◆ DESCRIPTION OF THE TASK ◆
Pull out every line in the rows below that contains the word "stained", treating uppercase and lowercase as different.

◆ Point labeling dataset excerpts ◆
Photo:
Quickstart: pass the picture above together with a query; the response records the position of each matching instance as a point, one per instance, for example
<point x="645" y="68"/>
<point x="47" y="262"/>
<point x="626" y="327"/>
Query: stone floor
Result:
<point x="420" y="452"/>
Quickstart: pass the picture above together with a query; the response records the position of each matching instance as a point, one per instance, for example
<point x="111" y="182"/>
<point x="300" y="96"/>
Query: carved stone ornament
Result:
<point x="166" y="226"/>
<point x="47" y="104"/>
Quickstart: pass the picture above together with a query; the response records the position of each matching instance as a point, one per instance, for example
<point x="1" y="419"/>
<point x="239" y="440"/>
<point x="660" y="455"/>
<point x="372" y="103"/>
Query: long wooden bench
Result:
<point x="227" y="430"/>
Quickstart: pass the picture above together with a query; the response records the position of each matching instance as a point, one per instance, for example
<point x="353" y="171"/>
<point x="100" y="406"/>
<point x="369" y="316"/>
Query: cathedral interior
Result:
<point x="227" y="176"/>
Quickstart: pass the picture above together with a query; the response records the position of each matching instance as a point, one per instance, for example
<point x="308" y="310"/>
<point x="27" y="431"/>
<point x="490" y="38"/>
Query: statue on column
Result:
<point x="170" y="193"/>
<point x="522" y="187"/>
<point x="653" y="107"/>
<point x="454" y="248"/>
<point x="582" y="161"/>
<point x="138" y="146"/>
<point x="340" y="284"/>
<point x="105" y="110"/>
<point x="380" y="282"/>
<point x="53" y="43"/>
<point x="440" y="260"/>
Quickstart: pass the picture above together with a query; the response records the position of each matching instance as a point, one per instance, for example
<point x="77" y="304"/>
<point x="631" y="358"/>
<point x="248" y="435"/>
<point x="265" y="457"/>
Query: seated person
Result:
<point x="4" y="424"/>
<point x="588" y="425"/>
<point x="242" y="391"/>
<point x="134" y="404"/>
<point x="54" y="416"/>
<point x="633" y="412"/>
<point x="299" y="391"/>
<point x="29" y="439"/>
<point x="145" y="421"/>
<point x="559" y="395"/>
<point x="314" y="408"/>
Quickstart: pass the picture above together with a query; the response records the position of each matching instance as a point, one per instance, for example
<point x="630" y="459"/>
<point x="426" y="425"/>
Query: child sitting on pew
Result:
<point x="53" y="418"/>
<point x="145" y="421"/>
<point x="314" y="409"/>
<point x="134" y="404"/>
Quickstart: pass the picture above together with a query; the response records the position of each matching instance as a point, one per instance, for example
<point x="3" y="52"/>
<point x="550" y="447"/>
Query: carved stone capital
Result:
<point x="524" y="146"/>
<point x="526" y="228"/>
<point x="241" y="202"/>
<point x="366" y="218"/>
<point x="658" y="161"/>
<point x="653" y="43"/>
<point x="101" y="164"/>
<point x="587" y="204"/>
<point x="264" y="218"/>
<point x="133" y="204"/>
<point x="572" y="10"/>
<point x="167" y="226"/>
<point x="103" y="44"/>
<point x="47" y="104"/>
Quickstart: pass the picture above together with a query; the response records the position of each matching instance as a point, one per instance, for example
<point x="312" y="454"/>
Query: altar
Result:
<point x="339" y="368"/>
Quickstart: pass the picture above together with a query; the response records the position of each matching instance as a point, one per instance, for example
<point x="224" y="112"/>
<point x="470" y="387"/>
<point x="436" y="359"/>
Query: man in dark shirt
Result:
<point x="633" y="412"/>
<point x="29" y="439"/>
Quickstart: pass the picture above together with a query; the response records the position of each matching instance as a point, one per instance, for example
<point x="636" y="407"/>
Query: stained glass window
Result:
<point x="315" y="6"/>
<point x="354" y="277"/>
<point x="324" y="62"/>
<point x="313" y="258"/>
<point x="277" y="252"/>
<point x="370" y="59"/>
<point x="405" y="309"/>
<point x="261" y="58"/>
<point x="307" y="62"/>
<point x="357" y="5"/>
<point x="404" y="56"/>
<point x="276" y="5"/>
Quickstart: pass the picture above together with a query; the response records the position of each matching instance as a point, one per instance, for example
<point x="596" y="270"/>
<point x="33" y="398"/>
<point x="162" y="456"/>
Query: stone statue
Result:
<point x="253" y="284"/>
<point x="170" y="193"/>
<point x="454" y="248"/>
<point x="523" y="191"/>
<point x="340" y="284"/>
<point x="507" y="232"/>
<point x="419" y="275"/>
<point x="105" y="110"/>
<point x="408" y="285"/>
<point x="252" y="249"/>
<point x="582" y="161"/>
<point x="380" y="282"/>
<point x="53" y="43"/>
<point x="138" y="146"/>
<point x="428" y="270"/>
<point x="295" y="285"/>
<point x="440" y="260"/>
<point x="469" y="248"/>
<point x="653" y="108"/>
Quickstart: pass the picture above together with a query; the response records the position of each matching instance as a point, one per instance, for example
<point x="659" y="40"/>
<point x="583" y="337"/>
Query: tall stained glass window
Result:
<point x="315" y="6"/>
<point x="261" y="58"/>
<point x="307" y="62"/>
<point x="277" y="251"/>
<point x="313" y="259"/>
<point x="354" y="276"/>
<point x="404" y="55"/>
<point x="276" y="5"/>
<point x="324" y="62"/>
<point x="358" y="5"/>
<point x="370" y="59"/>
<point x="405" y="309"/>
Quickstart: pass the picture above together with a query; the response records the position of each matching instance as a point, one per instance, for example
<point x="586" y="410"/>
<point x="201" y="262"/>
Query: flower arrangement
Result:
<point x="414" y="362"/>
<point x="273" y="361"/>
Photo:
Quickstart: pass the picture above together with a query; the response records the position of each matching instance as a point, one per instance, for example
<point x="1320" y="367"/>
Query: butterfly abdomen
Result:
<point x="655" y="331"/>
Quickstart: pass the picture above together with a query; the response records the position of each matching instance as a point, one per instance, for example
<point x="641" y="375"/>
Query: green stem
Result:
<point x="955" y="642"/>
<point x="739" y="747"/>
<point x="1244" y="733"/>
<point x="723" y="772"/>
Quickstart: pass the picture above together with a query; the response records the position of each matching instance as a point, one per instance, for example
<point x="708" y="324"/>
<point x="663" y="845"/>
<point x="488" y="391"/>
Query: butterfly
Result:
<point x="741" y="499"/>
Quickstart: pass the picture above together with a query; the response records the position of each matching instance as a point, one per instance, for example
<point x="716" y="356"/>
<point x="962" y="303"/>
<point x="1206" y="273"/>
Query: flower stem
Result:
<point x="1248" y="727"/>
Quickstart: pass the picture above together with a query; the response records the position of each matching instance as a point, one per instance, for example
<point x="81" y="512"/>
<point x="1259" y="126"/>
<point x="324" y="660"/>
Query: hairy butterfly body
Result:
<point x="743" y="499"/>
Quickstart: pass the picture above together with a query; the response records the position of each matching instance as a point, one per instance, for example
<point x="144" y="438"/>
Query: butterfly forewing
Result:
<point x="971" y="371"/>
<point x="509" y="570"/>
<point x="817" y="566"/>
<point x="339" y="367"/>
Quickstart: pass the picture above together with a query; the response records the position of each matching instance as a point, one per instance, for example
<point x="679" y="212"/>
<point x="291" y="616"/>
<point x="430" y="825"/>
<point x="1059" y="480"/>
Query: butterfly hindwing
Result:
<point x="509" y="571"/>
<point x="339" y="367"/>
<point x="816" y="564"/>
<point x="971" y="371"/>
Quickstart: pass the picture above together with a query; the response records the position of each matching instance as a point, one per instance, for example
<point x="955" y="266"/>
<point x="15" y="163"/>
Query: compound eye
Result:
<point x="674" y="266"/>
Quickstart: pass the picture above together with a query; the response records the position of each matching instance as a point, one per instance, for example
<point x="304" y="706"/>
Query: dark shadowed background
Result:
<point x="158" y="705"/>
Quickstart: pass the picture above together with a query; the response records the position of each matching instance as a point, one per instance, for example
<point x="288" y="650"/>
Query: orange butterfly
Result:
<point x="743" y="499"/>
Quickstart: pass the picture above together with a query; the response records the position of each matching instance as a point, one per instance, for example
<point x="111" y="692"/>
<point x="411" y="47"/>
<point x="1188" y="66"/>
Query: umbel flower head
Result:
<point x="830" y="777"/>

◆ RESULT OF THE EXERCISE ◆
Query: stained glass window
Query: tall stained glass window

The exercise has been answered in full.